● **Dataset records**:
Start

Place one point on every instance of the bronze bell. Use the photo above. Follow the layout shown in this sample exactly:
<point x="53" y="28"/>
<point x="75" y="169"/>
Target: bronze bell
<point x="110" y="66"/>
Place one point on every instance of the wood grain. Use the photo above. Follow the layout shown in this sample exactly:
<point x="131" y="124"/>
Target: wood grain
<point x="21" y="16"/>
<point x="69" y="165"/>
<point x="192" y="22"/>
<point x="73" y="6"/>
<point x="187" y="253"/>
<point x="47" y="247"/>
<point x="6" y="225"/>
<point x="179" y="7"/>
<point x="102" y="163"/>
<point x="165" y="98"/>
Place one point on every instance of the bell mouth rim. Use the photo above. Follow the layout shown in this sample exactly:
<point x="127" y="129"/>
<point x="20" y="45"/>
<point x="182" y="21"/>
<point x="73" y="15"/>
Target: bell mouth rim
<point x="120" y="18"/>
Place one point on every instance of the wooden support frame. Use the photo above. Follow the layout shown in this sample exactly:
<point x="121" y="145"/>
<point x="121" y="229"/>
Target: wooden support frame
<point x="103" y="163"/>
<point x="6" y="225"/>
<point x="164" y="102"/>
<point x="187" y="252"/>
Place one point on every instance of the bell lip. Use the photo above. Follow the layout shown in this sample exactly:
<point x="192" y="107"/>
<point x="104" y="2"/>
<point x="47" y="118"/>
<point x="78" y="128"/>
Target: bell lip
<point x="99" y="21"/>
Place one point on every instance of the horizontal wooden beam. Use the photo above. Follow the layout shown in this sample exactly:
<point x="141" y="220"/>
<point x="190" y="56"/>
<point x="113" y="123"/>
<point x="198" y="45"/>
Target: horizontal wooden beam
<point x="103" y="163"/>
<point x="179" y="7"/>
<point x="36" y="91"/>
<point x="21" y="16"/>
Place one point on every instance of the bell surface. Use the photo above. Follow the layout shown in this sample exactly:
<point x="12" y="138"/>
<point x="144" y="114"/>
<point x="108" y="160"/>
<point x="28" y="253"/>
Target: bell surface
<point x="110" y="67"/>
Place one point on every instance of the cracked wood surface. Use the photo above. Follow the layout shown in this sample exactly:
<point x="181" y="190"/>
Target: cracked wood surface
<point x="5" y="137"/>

End

● **Task prompt**: Reproduce all of the items above line for line, with no changes.

● **Solution to the exercise**:
Place one point on every instance of the bronze bell. Use the photo above. Follow the layout shown in this sample exactly:
<point x="53" y="28"/>
<point x="75" y="169"/>
Target: bronze bell
<point x="110" y="66"/>
Place one point on every instance of the wood grain. Use the photo above. Follow the layout shown in this sample exactly:
<point x="131" y="124"/>
Target: wood grain
<point x="21" y="16"/>
<point x="69" y="165"/>
<point x="192" y="22"/>
<point x="73" y="6"/>
<point x="187" y="253"/>
<point x="47" y="247"/>
<point x="6" y="225"/>
<point x="179" y="7"/>
<point x="102" y="163"/>
<point x="165" y="98"/>
Place one point on every instance of the bell mouth rim. Use the photo above. Follow the layout shown in this sample exactly:
<point x="127" y="129"/>
<point x="20" y="45"/>
<point x="182" y="21"/>
<point x="73" y="15"/>
Target: bell mouth rim
<point x="120" y="18"/>
Place one point on every instance of the wooden support frame. Use the photo above. Follow the layout shown in this sample exactly:
<point x="121" y="145"/>
<point x="121" y="229"/>
Target: wooden support frame
<point x="103" y="163"/>
<point x="6" y="225"/>
<point x="164" y="102"/>
<point x="187" y="252"/>
Place one point on every instance of the bell lip. Use the photo above. Follow the layout shown in this sample exactly:
<point x="192" y="107"/>
<point x="104" y="2"/>
<point x="47" y="118"/>
<point x="78" y="128"/>
Target: bell lip
<point x="99" y="21"/>
Place one point on every instance of the horizontal wooden beam. Use the photo above. Follow the layout shown in this sample exactly:
<point x="141" y="220"/>
<point x="190" y="56"/>
<point x="113" y="123"/>
<point x="198" y="45"/>
Target: horizontal wooden beam
<point x="103" y="163"/>
<point x="179" y="7"/>
<point x="36" y="91"/>
<point x="21" y="16"/>
Place one point on every instance of the bell surface. Use the photo above. Follow the layout shown in this sample exactly:
<point x="12" y="138"/>
<point x="144" y="114"/>
<point x="108" y="160"/>
<point x="28" y="253"/>
Target: bell surface
<point x="110" y="67"/>
Place one point on every instance of the cracked wood surface. Use the photo above. Follow the layout shown in this sample exactly:
<point x="181" y="190"/>
Target: cracked wood surface
<point x="5" y="137"/>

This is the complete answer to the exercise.